La generosità della famiglia di un uomo in coma irreversibile dopo un arresto cardiaco e l’intervento di più équipe

Pistoia, 19 marzo 2024 - Per la prima volta all’ospedale San Jacopo di Pistoia è stato effettuato il prelievo di un organo (il fegato) da un donatore deceduto dopo arresto cardiaco. L’espianto a cuore fermo è innovativo, sia per la complessità di esecuzione, sia perché apre ulteriori prospettive nei pazienti in attesa di organo.

La dottoressa Lucilla Di Renzo, direttrice sanitaria del presidio, dice: “Ringraziamo sentitamente i familiari perché hanno compreso che le vite di tantissime persone sono legate alle donazioni e oggi il nostro ospedale ha raggiunto un importantissimo traguardo anche grazie all’elevatissima collaborazione che si è realizzata tra più strutture e più professionisti, per portare a buon fine una procedura che consente di dare speranza a chi è in lista d’attesa per un trapianto".

DATI FORNITI ->
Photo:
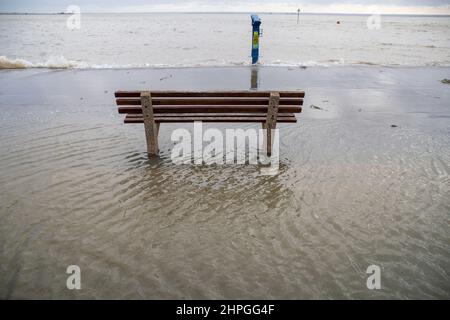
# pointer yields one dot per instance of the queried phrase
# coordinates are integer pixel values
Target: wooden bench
(155, 107)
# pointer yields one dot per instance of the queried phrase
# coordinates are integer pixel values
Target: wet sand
(364, 179)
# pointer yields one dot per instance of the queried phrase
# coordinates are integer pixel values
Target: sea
(190, 40)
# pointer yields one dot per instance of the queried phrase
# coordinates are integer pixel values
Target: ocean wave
(61, 62)
(52, 63)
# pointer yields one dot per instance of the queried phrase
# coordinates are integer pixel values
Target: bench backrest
(212, 106)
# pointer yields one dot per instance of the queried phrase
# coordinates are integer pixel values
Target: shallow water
(76, 187)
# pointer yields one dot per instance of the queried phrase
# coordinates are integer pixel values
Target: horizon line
(228, 12)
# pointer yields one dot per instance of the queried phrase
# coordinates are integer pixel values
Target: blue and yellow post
(256, 33)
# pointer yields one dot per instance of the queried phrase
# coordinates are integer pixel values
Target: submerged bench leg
(151, 127)
(271, 121)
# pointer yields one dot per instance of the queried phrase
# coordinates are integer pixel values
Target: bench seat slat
(208, 119)
(211, 109)
(161, 94)
(190, 115)
(209, 101)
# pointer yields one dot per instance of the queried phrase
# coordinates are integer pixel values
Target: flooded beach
(363, 180)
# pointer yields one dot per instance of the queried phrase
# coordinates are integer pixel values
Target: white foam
(54, 62)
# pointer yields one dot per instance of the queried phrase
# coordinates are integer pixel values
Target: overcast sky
(349, 6)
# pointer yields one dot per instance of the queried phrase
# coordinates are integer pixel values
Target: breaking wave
(60, 62)
(51, 63)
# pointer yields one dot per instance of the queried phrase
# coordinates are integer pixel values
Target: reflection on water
(254, 77)
(79, 189)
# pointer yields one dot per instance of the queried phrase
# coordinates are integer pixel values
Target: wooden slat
(162, 94)
(209, 101)
(209, 119)
(210, 109)
(178, 115)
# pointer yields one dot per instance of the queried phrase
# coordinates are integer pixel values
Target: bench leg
(151, 127)
(271, 121)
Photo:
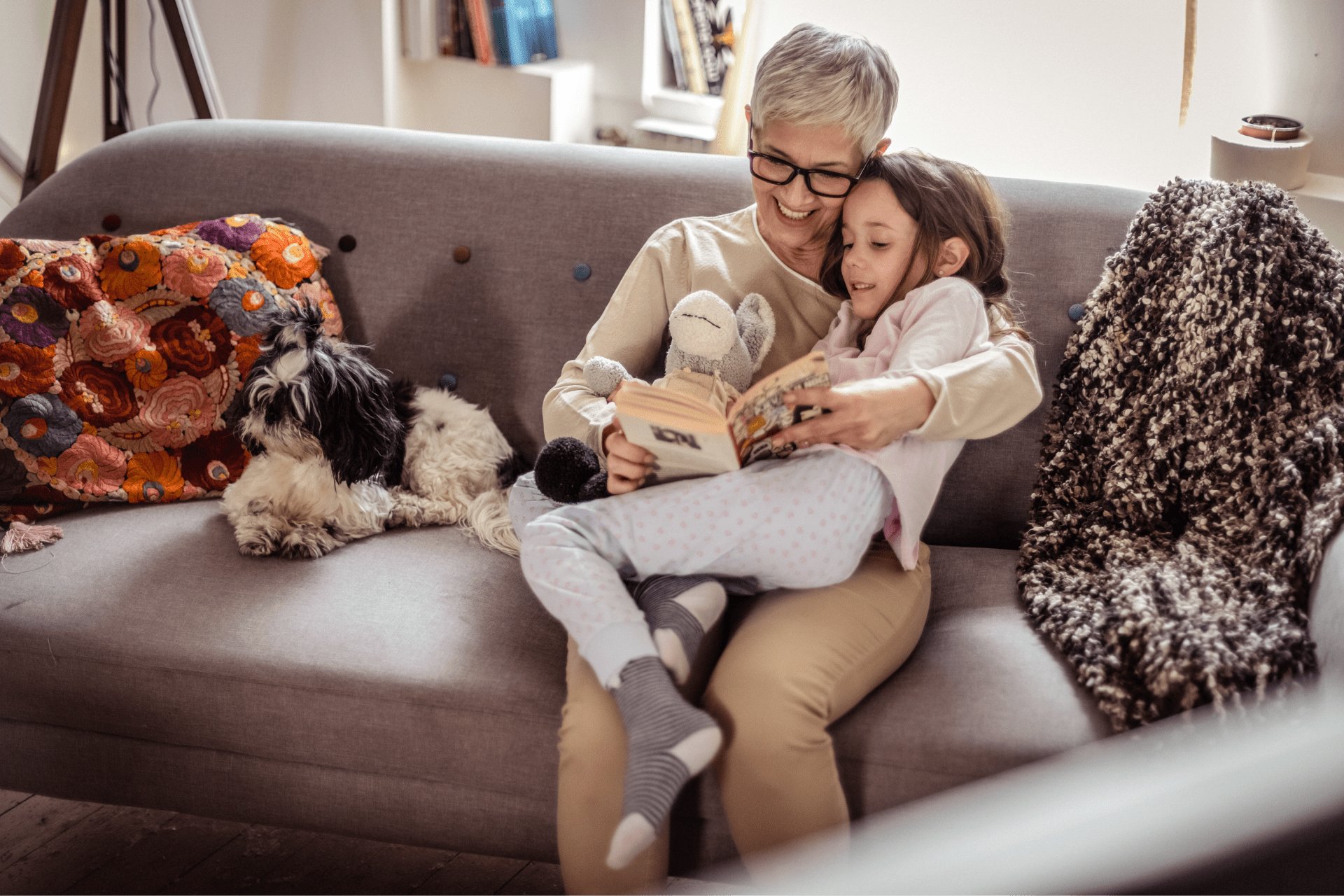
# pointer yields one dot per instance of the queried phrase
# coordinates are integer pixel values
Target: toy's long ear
(603, 375)
(756, 324)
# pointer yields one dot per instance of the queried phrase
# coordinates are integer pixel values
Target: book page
(683, 451)
(761, 413)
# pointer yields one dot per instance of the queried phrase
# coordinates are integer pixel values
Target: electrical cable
(153, 67)
(118, 80)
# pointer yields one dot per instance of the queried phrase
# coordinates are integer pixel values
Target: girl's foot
(680, 610)
(668, 743)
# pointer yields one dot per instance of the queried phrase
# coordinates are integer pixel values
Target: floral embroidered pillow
(121, 355)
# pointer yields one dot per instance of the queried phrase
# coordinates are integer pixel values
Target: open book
(690, 437)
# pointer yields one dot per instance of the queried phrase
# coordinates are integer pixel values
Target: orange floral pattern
(179, 412)
(93, 466)
(73, 281)
(194, 272)
(99, 396)
(131, 269)
(153, 336)
(11, 258)
(147, 370)
(153, 477)
(284, 257)
(26, 368)
(112, 332)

ISTRUZIONI ->
[1] Rispondi alle domande sul testo sul prelievo di fegato al San Jacopo:
(a) Quale organo è stato prelevato?
(b) In quale data è datata la notizia?
(c) Quale incarico ricopre Lucilla Di Renzo?
[2] Prosegui il testo sul prelievo di fegato al San Jacopo, ripartendo subito dopo la dichiarazione di Lucilla Di Renzo.

RISPOSTE ->
[1]
(a) Il fegato.
(b) Il 19 marzo 2024.
(c) Direttrice sanitaria del presidio.

[2]
Il team medico infermieristico: da sx dietro Marco Mangini e Giuliano Michelagnoli; davanti da sx: Chiara Gasperini, Giovanna Bracciotti, Chiara Biagini e Katia Parenti
Il team medico infermieristico: da sx dietro Marco Mangini e Giuliano Michelagnoli; davanti da sx: Chiara Gasperini, Giovanna Bracciotti, Chiara Biagini e Katia Parenti

L’intervento è, infatti, frutto del lavoro di squadra tra più équipe. La Terapia Intensiva-Rianimazione, diretta dal dottor Giuliano Michelagnoli, ha avviato il percorso nel paziente con coma post anossico segnalando il caso al Coordinamento locale donazioni organi e tessuti, che ha organizzato l’intervento del Team di medici e infermieri dell’Azienda di Careggi responsabile dell’avvio della circolazione extracorporea (Ecmo Team).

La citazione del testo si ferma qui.